文本片段
▬▬▬
和其他交流相比,与外星人交流更能说明,在远距离交流中,讯息总是来自过去。我们收到的任何来自遥远星球的“讯息”,都来自一个早已消失的时刻。假定我们能接收从大角星(Arcturus)附近发来的无线电信号——这个星球离我们大约38光年——我们收到信息时,距那里的智能生物最初发出信号已过去38年了。接收者的“此时”就是发送者的“彼时”。宇宙中遥远星球之间的交流是一种考古发掘。我们的对话联系将是非常不同步的。夸张地说,寻找地外智能的研究揭示了19世纪末招魂术业已知道的东西:远距离交流和与死者的交流,这两者之间存在着统一性。
▬▬▬
所供材料
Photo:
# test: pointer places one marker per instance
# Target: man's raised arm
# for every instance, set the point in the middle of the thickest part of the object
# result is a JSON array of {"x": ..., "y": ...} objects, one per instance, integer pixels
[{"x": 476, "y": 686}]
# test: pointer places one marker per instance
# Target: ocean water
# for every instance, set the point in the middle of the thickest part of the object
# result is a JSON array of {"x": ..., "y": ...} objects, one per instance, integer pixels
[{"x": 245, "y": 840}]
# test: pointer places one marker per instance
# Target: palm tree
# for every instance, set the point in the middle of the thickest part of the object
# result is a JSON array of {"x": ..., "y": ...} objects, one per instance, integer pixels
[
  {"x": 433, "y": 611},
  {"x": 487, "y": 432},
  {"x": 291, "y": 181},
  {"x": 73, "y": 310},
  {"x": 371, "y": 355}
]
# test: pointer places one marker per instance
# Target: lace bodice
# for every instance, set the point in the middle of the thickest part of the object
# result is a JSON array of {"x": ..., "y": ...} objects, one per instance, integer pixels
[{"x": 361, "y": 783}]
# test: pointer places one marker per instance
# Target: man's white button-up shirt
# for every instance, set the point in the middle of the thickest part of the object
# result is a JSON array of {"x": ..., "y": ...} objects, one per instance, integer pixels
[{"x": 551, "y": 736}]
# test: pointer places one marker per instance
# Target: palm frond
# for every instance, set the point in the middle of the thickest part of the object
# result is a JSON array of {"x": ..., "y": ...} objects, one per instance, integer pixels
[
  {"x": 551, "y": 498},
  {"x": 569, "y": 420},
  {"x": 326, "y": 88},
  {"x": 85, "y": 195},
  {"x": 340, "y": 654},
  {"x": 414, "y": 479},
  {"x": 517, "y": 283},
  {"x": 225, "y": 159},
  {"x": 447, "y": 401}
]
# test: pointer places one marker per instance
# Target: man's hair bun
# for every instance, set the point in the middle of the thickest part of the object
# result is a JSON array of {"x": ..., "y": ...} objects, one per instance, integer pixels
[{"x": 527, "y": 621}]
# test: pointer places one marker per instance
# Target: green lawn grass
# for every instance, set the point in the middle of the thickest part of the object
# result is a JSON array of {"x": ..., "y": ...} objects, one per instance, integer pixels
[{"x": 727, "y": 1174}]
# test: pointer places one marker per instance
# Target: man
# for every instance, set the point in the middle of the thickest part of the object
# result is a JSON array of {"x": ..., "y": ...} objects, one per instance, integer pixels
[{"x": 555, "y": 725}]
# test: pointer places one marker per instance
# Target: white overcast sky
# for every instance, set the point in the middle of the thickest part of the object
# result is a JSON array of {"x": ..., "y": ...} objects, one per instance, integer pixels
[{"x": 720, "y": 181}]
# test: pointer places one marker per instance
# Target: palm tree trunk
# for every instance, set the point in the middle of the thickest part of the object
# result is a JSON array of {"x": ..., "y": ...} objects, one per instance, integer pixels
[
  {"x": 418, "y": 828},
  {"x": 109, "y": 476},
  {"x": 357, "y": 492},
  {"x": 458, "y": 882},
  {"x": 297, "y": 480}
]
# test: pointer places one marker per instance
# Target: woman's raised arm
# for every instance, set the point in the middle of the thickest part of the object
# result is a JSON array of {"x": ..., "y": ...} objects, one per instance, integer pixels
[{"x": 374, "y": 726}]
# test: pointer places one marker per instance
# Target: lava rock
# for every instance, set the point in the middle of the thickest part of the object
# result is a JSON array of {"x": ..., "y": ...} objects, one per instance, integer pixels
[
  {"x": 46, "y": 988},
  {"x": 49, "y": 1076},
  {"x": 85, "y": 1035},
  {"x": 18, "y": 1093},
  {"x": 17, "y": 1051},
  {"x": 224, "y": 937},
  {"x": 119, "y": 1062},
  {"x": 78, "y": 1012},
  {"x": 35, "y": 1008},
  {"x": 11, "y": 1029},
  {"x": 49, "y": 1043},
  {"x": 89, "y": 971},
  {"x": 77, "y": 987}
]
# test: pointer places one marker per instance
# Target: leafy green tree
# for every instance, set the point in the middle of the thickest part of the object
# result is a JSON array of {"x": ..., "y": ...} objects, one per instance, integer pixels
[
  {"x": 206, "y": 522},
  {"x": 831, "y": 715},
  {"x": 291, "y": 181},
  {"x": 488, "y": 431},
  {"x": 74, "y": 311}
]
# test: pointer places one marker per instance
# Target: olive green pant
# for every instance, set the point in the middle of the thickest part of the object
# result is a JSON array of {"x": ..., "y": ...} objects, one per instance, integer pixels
▬▬▬
工作指示
将文本片段中从“和其他交流相比,与外星人交流”起至“流,这两者之间存在着统一性。”止的一段原样照录。 上述材料与文本片段彼此独立。

本题作答
和其他交流相比,与外星人交流更能说明,在远距离交流中,讯息总是来自过去。我们收到的任何来自遥远星球的“讯息”,都来自一个早已消失的时刻。假定我们能接收从大角星(Arcturus)附近发来的无线电信号——这个星球离我们大约38光年——我们收到信息时,距那里的智能生物最初发出信号已过去38年了。接收者的“此时”就是发送者的“彼时”。宇宙中遥远星球之间的交流是一种考古发掘。我们的对话联系将是非常不同步的。夸张地说,寻找地外智能的研究揭示了19世纪末招魂术业已知道的东西:远距离交流和与死者的交流,这两者之间存在着统一性。